(Annotated coordinate data)
________
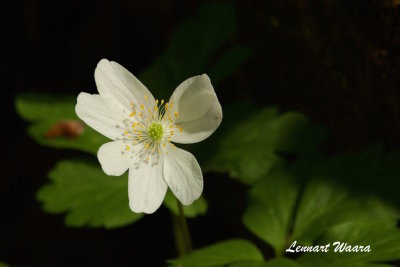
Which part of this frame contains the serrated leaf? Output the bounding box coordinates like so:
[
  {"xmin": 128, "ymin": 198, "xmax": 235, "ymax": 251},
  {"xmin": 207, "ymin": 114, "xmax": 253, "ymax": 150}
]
[
  {"xmin": 164, "ymin": 190, "xmax": 207, "ymax": 218},
  {"xmin": 205, "ymin": 107, "xmax": 325, "ymax": 184},
  {"xmin": 168, "ymin": 239, "xmax": 263, "ymax": 267},
  {"xmin": 243, "ymin": 170, "xmax": 299, "ymax": 255},
  {"xmin": 37, "ymin": 161, "xmax": 143, "ymax": 228},
  {"xmin": 299, "ymin": 221, "xmax": 400, "ymax": 267},
  {"xmin": 16, "ymin": 3, "xmax": 250, "ymax": 157},
  {"xmin": 15, "ymin": 95, "xmax": 108, "ymax": 154}
]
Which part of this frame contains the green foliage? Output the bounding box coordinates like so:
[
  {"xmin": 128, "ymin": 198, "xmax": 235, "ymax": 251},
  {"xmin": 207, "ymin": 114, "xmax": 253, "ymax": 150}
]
[
  {"xmin": 169, "ymin": 239, "xmax": 263, "ymax": 267},
  {"xmin": 15, "ymin": 95, "xmax": 108, "ymax": 154},
  {"xmin": 164, "ymin": 190, "xmax": 207, "ymax": 218},
  {"xmin": 205, "ymin": 107, "xmax": 325, "ymax": 184},
  {"xmin": 37, "ymin": 161, "xmax": 143, "ymax": 228}
]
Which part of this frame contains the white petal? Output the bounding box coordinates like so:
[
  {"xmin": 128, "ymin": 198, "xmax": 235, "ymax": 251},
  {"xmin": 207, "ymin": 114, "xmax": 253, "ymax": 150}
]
[
  {"xmin": 171, "ymin": 100, "xmax": 222, "ymax": 144},
  {"xmin": 94, "ymin": 59, "xmax": 155, "ymax": 113},
  {"xmin": 164, "ymin": 148, "xmax": 203, "ymax": 205},
  {"xmin": 75, "ymin": 93, "xmax": 122, "ymax": 140},
  {"xmin": 170, "ymin": 74, "xmax": 222, "ymax": 144},
  {"xmin": 128, "ymin": 157, "xmax": 168, "ymax": 213},
  {"xmin": 97, "ymin": 141, "xmax": 134, "ymax": 176}
]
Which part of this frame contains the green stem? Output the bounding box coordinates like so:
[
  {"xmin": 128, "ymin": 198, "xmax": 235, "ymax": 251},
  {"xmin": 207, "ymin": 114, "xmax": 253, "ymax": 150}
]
[{"xmin": 173, "ymin": 200, "xmax": 192, "ymax": 256}]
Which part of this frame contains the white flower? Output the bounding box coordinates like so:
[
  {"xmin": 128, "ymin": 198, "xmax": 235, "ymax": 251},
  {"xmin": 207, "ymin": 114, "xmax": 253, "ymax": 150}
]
[{"xmin": 75, "ymin": 59, "xmax": 222, "ymax": 213}]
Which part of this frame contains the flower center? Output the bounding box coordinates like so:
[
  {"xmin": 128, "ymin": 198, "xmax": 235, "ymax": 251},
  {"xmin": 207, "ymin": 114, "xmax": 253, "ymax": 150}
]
[{"xmin": 147, "ymin": 122, "xmax": 164, "ymax": 142}]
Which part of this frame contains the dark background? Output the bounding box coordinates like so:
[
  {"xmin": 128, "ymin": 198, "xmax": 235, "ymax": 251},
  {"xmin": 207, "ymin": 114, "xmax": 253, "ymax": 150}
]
[{"xmin": 0, "ymin": 0, "xmax": 400, "ymax": 266}]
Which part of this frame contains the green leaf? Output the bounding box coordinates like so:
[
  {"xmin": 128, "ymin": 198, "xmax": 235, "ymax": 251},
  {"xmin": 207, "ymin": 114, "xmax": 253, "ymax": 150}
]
[
  {"xmin": 243, "ymin": 169, "xmax": 299, "ymax": 255},
  {"xmin": 15, "ymin": 95, "xmax": 108, "ymax": 154},
  {"xmin": 164, "ymin": 190, "xmax": 207, "ymax": 218},
  {"xmin": 168, "ymin": 239, "xmax": 263, "ymax": 267},
  {"xmin": 140, "ymin": 2, "xmax": 250, "ymax": 98},
  {"xmin": 229, "ymin": 258, "xmax": 300, "ymax": 267},
  {"xmin": 208, "ymin": 46, "xmax": 251, "ymax": 85},
  {"xmin": 243, "ymin": 148, "xmax": 400, "ymax": 267},
  {"xmin": 205, "ymin": 107, "xmax": 325, "ymax": 184},
  {"xmin": 37, "ymin": 161, "xmax": 143, "ymax": 228}
]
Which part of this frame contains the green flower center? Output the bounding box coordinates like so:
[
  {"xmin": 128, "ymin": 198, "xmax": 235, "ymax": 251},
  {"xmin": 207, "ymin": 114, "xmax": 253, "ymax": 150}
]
[{"xmin": 147, "ymin": 122, "xmax": 164, "ymax": 142}]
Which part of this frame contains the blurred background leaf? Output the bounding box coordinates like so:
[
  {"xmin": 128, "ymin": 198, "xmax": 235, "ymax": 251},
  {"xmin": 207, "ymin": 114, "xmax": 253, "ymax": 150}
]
[
  {"xmin": 37, "ymin": 160, "xmax": 207, "ymax": 228},
  {"xmin": 168, "ymin": 239, "xmax": 263, "ymax": 267},
  {"xmin": 243, "ymin": 148, "xmax": 400, "ymax": 266}
]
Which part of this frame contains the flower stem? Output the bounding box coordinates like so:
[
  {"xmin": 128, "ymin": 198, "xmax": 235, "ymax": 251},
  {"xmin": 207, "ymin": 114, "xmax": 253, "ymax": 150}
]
[{"xmin": 173, "ymin": 199, "xmax": 192, "ymax": 256}]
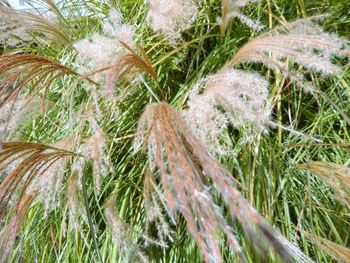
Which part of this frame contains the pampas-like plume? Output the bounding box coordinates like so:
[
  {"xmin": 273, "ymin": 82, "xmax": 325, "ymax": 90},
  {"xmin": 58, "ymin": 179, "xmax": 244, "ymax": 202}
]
[
  {"xmin": 183, "ymin": 69, "xmax": 271, "ymax": 155},
  {"xmin": 0, "ymin": 142, "xmax": 75, "ymax": 219},
  {"xmin": 229, "ymin": 16, "xmax": 350, "ymax": 91},
  {"xmin": 0, "ymin": 3, "xmax": 71, "ymax": 46},
  {"xmin": 0, "ymin": 96, "xmax": 42, "ymax": 143},
  {"xmin": 135, "ymin": 103, "xmax": 309, "ymax": 263},
  {"xmin": 145, "ymin": 0, "xmax": 198, "ymax": 42},
  {"xmin": 217, "ymin": 0, "xmax": 264, "ymax": 35},
  {"xmin": 0, "ymin": 193, "xmax": 35, "ymax": 262},
  {"xmin": 0, "ymin": 54, "xmax": 93, "ymax": 107},
  {"xmin": 303, "ymin": 231, "xmax": 350, "ymax": 263},
  {"xmin": 298, "ymin": 162, "xmax": 350, "ymax": 208},
  {"xmin": 104, "ymin": 196, "xmax": 148, "ymax": 263}
]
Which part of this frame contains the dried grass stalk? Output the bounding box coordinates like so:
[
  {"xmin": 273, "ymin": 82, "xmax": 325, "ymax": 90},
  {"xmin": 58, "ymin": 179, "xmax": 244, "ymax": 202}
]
[{"xmin": 136, "ymin": 103, "xmax": 310, "ymax": 262}]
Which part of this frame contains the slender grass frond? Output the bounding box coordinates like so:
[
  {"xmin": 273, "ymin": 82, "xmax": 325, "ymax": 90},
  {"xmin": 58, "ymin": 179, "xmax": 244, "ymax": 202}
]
[
  {"xmin": 229, "ymin": 19, "xmax": 349, "ymax": 91},
  {"xmin": 183, "ymin": 69, "xmax": 271, "ymax": 155},
  {"xmin": 0, "ymin": 96, "xmax": 42, "ymax": 142},
  {"xmin": 98, "ymin": 42, "xmax": 157, "ymax": 96},
  {"xmin": 0, "ymin": 142, "xmax": 75, "ymax": 218},
  {"xmin": 0, "ymin": 193, "xmax": 35, "ymax": 262},
  {"xmin": 67, "ymin": 171, "xmax": 88, "ymax": 230},
  {"xmin": 0, "ymin": 54, "xmax": 93, "ymax": 107},
  {"xmin": 0, "ymin": 3, "xmax": 71, "ymax": 45},
  {"xmin": 298, "ymin": 162, "xmax": 350, "ymax": 207},
  {"xmin": 144, "ymin": 0, "xmax": 198, "ymax": 43},
  {"xmin": 216, "ymin": 0, "xmax": 264, "ymax": 36},
  {"xmin": 303, "ymin": 231, "xmax": 350, "ymax": 263},
  {"xmin": 136, "ymin": 103, "xmax": 309, "ymax": 262},
  {"xmin": 104, "ymin": 196, "xmax": 148, "ymax": 263}
]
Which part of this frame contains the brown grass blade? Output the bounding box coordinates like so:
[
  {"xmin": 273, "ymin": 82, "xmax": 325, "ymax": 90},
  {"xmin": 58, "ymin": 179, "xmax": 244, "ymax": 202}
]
[
  {"xmin": 298, "ymin": 162, "xmax": 350, "ymax": 207},
  {"xmin": 0, "ymin": 54, "xmax": 97, "ymax": 107},
  {"xmin": 0, "ymin": 142, "xmax": 75, "ymax": 218},
  {"xmin": 136, "ymin": 103, "xmax": 310, "ymax": 262}
]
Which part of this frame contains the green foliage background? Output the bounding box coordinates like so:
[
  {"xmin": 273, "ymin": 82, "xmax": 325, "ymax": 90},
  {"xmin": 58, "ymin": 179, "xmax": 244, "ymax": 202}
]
[{"xmin": 4, "ymin": 0, "xmax": 350, "ymax": 262}]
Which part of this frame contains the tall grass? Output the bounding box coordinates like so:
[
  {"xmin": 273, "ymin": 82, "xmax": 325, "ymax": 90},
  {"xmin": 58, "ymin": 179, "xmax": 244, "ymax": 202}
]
[{"xmin": 0, "ymin": 0, "xmax": 350, "ymax": 262}]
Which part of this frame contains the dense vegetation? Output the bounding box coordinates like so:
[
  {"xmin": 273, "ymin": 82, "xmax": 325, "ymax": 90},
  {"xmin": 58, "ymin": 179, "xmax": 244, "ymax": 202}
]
[{"xmin": 0, "ymin": 0, "xmax": 350, "ymax": 262}]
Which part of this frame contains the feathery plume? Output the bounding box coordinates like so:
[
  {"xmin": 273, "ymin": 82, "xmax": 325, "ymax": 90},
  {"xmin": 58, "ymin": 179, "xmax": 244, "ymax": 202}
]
[
  {"xmin": 0, "ymin": 193, "xmax": 35, "ymax": 262},
  {"xmin": 104, "ymin": 197, "xmax": 148, "ymax": 263},
  {"xmin": 0, "ymin": 3, "xmax": 70, "ymax": 46},
  {"xmin": 217, "ymin": 0, "xmax": 264, "ymax": 35},
  {"xmin": 145, "ymin": 0, "xmax": 198, "ymax": 43},
  {"xmin": 135, "ymin": 103, "xmax": 310, "ymax": 262},
  {"xmin": 183, "ymin": 69, "xmax": 271, "ymax": 155},
  {"xmin": 0, "ymin": 142, "xmax": 75, "ymax": 219},
  {"xmin": 0, "ymin": 54, "xmax": 91, "ymax": 108},
  {"xmin": 229, "ymin": 17, "xmax": 350, "ymax": 91},
  {"xmin": 0, "ymin": 96, "xmax": 41, "ymax": 144}
]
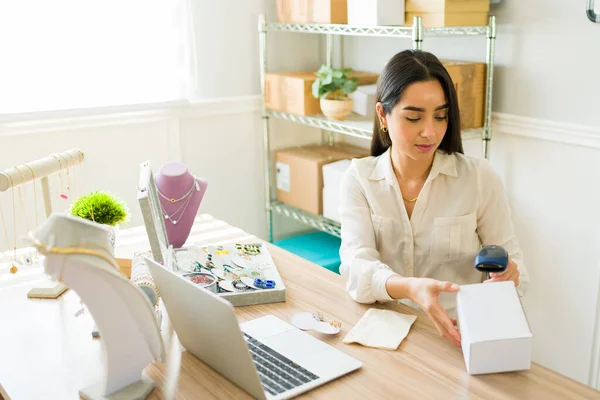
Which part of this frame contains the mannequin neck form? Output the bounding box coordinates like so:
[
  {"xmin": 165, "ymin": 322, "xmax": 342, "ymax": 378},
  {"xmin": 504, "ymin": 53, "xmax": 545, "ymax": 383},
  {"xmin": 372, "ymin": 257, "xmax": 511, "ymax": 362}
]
[
  {"xmin": 155, "ymin": 162, "xmax": 207, "ymax": 248},
  {"xmin": 155, "ymin": 162, "xmax": 196, "ymax": 199}
]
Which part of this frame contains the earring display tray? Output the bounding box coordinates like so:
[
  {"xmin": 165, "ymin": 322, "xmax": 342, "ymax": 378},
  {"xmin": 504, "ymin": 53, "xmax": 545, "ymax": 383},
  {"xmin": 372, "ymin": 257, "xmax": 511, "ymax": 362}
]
[{"xmin": 173, "ymin": 243, "xmax": 286, "ymax": 306}]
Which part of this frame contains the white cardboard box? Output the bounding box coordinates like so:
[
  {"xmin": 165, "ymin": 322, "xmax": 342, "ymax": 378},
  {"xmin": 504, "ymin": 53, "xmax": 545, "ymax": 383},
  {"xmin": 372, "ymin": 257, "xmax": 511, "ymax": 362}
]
[
  {"xmin": 322, "ymin": 160, "xmax": 351, "ymax": 222},
  {"xmin": 322, "ymin": 160, "xmax": 352, "ymax": 188},
  {"xmin": 323, "ymin": 187, "xmax": 342, "ymax": 223},
  {"xmin": 456, "ymin": 281, "xmax": 533, "ymax": 375},
  {"xmin": 348, "ymin": 0, "xmax": 405, "ymax": 25},
  {"xmin": 350, "ymin": 85, "xmax": 377, "ymax": 117}
]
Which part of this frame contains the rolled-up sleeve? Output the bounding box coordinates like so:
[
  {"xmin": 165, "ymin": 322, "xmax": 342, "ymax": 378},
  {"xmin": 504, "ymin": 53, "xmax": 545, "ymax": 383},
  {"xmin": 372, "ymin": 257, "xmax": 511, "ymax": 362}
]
[
  {"xmin": 477, "ymin": 159, "xmax": 529, "ymax": 296},
  {"xmin": 339, "ymin": 162, "xmax": 396, "ymax": 303}
]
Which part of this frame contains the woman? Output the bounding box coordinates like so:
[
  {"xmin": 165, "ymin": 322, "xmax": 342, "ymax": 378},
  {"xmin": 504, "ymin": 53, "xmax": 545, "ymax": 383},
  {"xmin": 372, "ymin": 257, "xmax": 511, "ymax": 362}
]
[{"xmin": 340, "ymin": 50, "xmax": 529, "ymax": 345}]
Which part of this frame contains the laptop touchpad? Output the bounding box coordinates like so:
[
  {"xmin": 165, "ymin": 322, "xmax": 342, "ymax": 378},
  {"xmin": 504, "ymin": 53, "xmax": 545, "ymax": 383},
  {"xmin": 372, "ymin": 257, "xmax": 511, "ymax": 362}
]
[{"xmin": 240, "ymin": 315, "xmax": 296, "ymax": 342}]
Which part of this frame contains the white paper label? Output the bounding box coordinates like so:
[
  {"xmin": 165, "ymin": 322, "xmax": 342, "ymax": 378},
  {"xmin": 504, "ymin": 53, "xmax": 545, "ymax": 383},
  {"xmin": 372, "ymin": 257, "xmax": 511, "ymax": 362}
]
[{"xmin": 276, "ymin": 161, "xmax": 292, "ymax": 193}]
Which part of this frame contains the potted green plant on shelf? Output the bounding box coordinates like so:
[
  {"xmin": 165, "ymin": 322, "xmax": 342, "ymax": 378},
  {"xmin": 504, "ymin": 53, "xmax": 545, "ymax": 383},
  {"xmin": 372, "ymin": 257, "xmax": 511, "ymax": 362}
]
[
  {"xmin": 71, "ymin": 190, "xmax": 129, "ymax": 255},
  {"xmin": 312, "ymin": 65, "xmax": 358, "ymax": 121}
]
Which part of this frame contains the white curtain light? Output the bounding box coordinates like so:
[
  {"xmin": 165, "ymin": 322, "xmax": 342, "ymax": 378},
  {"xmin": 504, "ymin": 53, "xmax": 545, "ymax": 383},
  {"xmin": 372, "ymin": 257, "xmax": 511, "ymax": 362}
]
[{"xmin": 0, "ymin": 0, "xmax": 194, "ymax": 114}]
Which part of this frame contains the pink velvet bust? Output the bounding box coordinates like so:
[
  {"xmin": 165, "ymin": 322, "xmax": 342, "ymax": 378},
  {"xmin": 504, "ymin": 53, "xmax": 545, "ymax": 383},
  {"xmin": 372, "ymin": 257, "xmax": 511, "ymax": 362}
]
[{"xmin": 155, "ymin": 162, "xmax": 208, "ymax": 248}]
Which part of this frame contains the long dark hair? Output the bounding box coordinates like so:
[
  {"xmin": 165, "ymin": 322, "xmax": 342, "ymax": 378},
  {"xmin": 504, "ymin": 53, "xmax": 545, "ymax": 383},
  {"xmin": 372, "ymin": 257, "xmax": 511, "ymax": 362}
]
[{"xmin": 371, "ymin": 50, "xmax": 463, "ymax": 156}]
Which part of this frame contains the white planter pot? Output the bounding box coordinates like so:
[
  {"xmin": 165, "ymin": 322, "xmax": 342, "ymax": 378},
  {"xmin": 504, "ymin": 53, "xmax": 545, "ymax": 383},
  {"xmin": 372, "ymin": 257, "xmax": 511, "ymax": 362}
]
[{"xmin": 320, "ymin": 98, "xmax": 352, "ymax": 121}]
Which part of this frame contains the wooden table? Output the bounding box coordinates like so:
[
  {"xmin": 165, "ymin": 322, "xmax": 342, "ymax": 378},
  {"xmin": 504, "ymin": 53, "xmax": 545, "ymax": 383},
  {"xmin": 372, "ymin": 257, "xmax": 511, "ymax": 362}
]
________
Extract, without alteration, each line of the data above that contains the word "foliage".

Which part of this frame contains the green foliage? Output the bounding box coordinates like so:
Which part of this frame contains the green foliage background? Output the bounding box coordinates like so:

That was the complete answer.